### Data shown ###

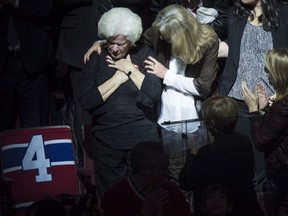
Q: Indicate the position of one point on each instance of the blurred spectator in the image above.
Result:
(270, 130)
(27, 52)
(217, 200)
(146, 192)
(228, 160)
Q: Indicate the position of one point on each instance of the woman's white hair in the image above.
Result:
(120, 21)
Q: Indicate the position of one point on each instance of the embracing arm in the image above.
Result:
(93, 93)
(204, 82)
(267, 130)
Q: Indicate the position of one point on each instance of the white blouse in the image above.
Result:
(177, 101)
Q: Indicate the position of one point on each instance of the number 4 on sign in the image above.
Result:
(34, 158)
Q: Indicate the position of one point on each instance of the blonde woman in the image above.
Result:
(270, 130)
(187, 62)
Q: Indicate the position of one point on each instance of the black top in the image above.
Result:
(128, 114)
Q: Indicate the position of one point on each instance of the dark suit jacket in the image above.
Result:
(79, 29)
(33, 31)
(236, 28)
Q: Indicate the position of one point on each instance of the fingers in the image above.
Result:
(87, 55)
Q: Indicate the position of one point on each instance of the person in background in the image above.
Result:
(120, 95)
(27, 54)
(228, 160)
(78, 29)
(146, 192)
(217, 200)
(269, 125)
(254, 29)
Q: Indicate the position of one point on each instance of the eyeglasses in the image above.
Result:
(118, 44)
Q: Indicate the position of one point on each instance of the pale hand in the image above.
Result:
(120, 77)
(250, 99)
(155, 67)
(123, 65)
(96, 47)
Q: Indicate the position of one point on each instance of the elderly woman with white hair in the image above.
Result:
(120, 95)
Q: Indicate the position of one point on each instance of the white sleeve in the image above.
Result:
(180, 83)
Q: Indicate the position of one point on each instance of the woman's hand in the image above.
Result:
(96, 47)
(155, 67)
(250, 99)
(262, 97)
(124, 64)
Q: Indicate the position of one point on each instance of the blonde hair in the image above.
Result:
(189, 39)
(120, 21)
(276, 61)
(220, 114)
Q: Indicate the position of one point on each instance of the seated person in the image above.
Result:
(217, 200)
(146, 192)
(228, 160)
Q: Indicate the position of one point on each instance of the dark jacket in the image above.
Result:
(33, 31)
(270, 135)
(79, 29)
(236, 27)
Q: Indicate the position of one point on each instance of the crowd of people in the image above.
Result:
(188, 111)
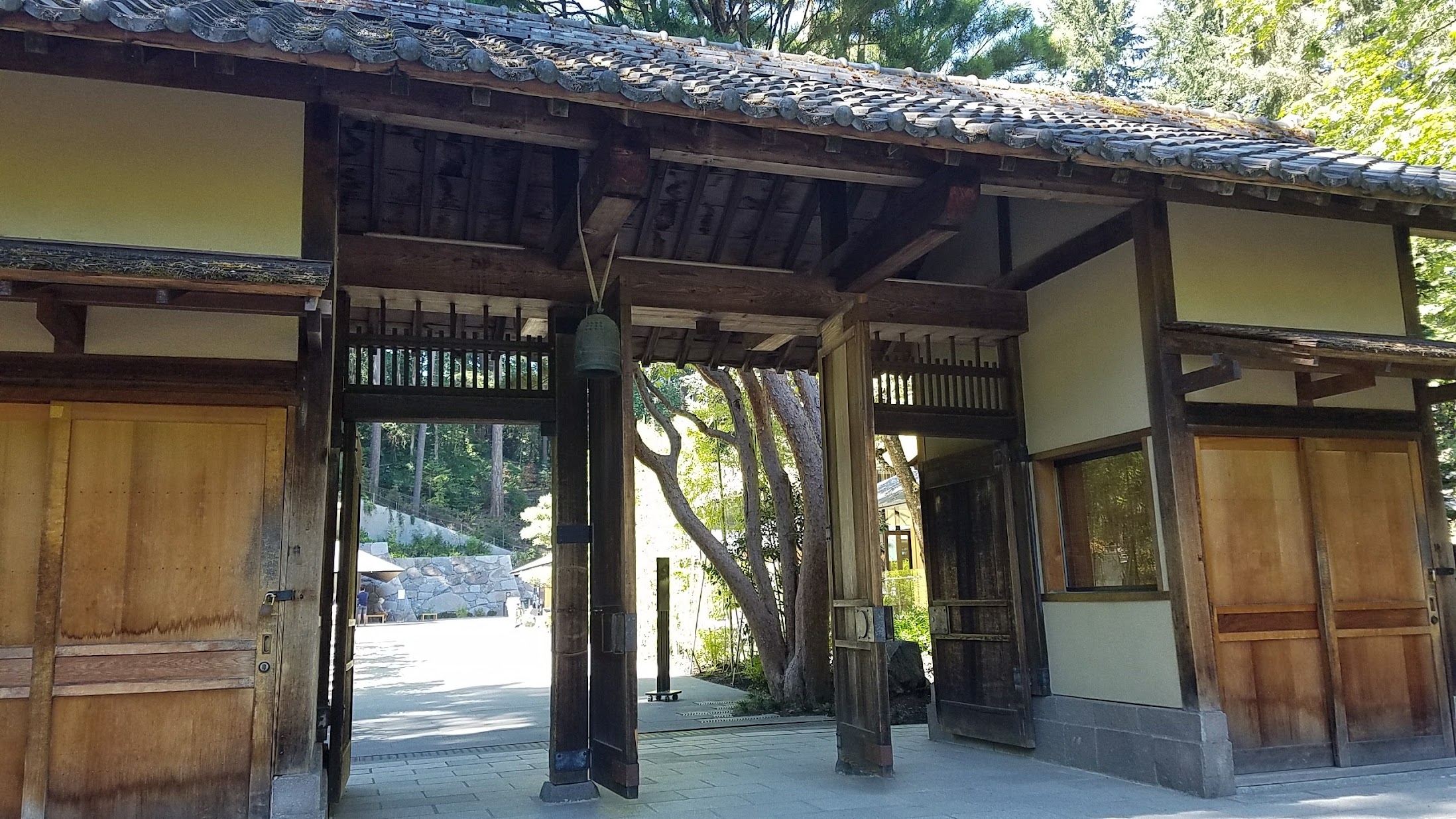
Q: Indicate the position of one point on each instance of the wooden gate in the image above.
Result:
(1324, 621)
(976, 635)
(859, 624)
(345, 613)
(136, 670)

###

● **Exercise objective**: Copy every line where the word "blonde" is present in the entries above.

● **Task result**:
Q: Indicate the position of one point on each instance of the blonde woman in the image above.
Q: Indicate the position of one point on each instance of the blonde hair in the image above.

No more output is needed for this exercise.